Stated problem 1
Scale part of the pointing data. Begin at the line that contains "of the haze" and stop after the last line of the entries. Reproduce every line, requests included, multiplying each coordinate in the answers by 1.1 and rounding to a whole number, with halves rounded up.
------ Excerpt provided ------
Evaluating the Model

# Plot F1 score over epochs
plt.plot(history)
plt.scatter(np.argmax(history), np.max(history), label=f"f1 = {np.max(history)}", c="green")
plt.grid()
plt.title("F1 score over epochs")
plt.xlabel("epoch")
plt.ylabel("F1 score")
plt.legend()

# Plot confusion matrix
df = pd.DataFrame(confusion_matrix.to("cpu").numpy(), index=class_names, columns=class_names)
sns.heatmap(df, annot=True, fmt='2g')
plt.title(f"Confusion Matrix Ag news - PET")

# Test the model
y_true_test, y_pred_test = trainer.test(test_dataloader)
f1 = multiclass_f1_score(y_pred_test, y_true_test, num_classes=len(classes))

This code demonstrates how to perform text classification using Pattern Exploiting Training (PET) with a few-shot learning approach. It includes steps for dataset loading, preprocessing, model training, evaluation, and testing.

Make sure to adapt the paths, hyperparameters, and dataset configurations according to your specific setup and requirements.

PETTrainer

Introduction

The PETTrainer class is designed to fine-tune a model with Pattern Exploiting Training (PET) for text classification tasks. It combines a pretrained language model with PET to enhance classification performance.
------ Provided information ------
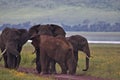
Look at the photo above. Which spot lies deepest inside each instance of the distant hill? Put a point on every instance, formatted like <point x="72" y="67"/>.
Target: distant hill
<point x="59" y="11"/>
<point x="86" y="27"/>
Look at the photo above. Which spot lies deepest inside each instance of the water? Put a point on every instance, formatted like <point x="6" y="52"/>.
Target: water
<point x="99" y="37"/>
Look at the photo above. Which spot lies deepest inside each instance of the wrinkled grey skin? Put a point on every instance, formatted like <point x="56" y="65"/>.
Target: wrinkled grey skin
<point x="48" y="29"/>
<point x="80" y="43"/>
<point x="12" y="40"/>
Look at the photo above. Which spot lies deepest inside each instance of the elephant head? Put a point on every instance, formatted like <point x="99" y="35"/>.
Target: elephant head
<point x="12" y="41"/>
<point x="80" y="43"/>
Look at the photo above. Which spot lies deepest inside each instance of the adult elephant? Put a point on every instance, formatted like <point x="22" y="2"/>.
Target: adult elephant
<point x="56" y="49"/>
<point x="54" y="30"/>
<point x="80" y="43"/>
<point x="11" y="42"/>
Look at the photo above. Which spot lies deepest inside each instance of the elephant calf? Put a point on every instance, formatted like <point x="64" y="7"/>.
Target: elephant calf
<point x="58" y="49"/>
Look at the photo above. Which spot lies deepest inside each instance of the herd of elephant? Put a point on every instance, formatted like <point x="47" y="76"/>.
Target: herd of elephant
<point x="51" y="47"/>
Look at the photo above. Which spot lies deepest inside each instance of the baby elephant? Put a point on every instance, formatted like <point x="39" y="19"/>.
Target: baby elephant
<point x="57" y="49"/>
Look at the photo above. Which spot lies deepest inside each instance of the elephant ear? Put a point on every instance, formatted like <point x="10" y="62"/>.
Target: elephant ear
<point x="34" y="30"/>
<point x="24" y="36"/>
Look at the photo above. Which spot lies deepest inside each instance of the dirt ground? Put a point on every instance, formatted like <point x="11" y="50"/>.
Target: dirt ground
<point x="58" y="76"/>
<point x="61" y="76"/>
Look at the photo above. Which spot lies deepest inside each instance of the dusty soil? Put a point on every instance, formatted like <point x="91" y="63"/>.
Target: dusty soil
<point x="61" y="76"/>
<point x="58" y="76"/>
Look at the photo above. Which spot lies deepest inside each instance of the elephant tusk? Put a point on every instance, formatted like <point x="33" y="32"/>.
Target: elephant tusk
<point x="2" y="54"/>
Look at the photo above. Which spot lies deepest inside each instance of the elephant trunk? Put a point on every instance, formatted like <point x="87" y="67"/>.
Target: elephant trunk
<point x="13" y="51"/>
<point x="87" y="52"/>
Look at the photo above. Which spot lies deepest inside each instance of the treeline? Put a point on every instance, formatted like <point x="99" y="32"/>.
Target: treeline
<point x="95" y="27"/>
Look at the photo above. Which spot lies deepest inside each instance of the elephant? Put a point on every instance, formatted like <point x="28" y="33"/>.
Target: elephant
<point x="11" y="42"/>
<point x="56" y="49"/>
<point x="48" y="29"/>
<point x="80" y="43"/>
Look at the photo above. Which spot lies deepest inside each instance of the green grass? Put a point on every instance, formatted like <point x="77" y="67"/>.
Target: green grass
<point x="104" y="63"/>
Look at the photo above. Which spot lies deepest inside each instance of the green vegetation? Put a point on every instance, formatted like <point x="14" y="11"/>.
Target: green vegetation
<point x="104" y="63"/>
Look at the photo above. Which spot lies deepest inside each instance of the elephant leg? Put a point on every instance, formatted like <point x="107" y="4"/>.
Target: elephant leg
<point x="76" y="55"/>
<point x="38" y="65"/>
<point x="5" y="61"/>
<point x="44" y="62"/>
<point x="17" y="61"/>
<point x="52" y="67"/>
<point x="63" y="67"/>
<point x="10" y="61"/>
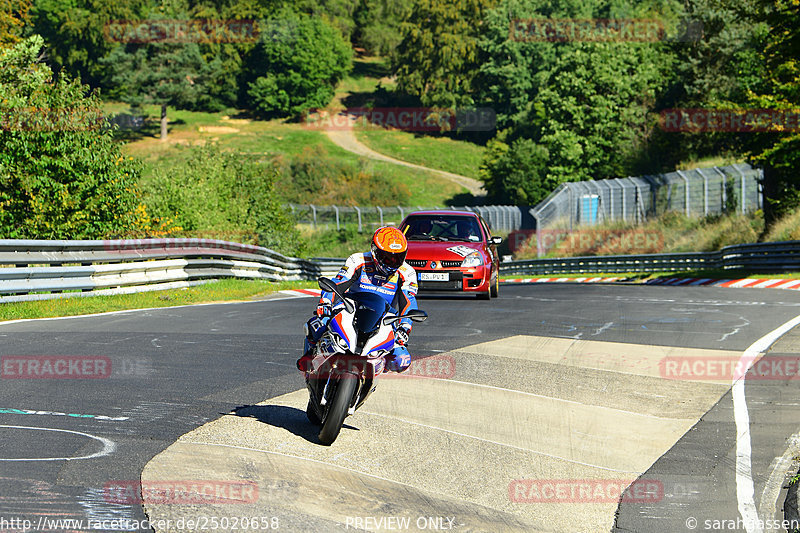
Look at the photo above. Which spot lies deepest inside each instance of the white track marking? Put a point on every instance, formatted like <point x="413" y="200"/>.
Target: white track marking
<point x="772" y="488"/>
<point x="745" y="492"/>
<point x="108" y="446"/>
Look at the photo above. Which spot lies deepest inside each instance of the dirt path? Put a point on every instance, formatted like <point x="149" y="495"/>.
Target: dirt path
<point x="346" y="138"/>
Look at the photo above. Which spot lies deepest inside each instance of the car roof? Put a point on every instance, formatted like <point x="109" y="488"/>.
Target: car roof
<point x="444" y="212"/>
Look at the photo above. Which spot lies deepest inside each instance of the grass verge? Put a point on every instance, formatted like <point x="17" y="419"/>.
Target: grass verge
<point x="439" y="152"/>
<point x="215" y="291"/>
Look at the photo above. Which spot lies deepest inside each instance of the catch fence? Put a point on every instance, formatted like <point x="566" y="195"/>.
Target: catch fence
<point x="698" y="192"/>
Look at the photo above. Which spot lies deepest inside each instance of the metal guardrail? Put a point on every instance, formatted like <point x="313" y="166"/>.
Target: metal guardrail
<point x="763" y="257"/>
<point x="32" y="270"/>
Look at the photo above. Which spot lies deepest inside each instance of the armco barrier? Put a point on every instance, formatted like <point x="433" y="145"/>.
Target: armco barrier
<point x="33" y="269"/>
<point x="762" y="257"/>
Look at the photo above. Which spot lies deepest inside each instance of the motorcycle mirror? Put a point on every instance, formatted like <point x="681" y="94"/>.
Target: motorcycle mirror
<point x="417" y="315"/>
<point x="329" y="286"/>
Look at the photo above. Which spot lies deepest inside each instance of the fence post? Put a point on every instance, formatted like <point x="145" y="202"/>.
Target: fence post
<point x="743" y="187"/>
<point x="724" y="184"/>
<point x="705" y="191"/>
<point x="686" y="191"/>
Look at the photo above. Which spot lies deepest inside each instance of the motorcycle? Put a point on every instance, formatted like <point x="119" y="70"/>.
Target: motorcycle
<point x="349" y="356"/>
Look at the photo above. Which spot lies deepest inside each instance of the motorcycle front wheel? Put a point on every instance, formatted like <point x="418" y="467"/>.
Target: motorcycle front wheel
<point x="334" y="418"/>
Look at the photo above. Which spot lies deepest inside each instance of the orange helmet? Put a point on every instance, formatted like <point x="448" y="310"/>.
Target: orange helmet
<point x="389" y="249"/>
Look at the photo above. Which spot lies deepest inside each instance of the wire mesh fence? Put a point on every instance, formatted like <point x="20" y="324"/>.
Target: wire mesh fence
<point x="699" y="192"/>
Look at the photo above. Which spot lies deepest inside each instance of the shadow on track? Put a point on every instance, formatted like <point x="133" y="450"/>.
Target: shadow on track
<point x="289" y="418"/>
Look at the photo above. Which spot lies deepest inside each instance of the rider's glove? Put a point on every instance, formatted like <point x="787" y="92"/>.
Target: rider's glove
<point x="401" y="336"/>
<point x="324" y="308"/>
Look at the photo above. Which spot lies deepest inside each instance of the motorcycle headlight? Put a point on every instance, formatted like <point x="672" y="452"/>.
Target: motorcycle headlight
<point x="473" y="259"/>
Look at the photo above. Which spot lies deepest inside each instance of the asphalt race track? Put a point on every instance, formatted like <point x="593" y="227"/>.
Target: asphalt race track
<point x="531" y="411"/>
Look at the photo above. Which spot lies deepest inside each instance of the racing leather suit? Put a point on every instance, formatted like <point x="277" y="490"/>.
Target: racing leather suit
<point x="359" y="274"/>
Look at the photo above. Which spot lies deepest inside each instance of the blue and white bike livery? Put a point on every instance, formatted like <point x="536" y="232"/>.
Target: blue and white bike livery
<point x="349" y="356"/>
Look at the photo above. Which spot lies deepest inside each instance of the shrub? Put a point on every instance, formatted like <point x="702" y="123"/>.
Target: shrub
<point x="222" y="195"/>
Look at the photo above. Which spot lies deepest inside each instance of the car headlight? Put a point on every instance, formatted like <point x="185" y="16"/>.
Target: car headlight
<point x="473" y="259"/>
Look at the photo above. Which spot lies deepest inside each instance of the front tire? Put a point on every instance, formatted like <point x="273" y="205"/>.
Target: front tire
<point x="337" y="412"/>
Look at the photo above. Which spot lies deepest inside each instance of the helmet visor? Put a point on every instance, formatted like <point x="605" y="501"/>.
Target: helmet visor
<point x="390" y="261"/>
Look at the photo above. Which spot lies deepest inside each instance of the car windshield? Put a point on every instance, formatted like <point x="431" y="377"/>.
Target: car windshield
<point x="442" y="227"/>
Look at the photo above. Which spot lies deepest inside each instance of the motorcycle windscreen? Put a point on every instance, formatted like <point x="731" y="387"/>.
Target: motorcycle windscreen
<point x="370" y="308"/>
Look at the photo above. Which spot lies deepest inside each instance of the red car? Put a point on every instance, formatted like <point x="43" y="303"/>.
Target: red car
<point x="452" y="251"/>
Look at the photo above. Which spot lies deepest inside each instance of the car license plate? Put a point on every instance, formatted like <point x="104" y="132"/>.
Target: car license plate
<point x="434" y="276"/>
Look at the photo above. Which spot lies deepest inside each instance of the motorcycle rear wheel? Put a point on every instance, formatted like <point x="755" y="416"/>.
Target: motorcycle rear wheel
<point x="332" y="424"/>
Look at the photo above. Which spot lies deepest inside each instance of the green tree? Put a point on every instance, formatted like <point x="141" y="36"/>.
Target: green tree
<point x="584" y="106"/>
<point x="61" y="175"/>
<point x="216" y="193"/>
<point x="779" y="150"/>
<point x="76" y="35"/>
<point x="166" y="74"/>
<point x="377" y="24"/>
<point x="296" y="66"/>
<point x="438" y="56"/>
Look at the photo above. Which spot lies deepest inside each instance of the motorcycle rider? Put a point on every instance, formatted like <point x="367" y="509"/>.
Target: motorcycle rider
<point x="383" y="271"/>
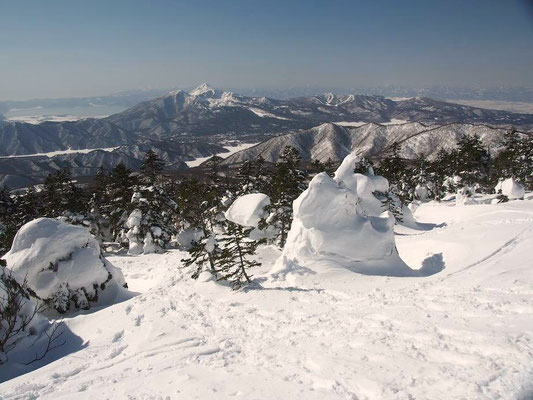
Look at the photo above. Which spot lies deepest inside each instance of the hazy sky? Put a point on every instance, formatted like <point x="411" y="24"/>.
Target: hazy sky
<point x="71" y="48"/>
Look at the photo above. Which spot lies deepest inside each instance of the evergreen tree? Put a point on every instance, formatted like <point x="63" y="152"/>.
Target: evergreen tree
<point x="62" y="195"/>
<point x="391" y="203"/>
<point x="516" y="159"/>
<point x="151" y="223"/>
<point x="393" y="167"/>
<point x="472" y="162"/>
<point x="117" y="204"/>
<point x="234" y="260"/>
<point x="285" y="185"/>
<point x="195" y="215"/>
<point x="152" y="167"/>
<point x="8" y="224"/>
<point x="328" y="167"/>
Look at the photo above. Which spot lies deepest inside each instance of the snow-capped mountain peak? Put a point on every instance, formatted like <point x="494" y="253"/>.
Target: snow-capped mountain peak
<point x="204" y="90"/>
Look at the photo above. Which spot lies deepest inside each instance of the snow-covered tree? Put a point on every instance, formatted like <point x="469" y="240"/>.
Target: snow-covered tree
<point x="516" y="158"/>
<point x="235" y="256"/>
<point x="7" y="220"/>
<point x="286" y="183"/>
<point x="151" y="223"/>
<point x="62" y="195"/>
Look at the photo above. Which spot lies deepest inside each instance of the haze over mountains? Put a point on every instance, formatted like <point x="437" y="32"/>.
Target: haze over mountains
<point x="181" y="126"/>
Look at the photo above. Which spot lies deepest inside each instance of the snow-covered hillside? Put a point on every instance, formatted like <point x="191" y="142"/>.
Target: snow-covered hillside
------
Stated problem 2
Decide whether each statement agrees with the PET excerpt, and support each answer with the deciding words of the text, quoted exactly.
(a) The F1 plot marks its highest score in green.
(b) The confusion matrix heatmap is drawn without annotations.
(c) The PETTrainer class combines a pretrained language model with PET.

Final result 1
Look at the photo above. Which spot lies deepest inside each instance of the haze over mountains? Put a point on every instance, formatted like <point x="437" y="32"/>.
Target: haze over mountains
<point x="199" y="139"/>
Look at the photo above. Which spot lies deepest inside each instance of the snow-covered hillside? Put a point on every instance, formatted like <point x="191" y="142"/>.
Target: snow-covered hillside

Final result 2
(a) Yes: "label=f"f1 = {np.max(history)}", c="green""
(b) No: "sns.heatmap(df, annot=True, fmt='2g')"
(c) Yes: "It combines a pretrained language model with PET to enhance classification performance."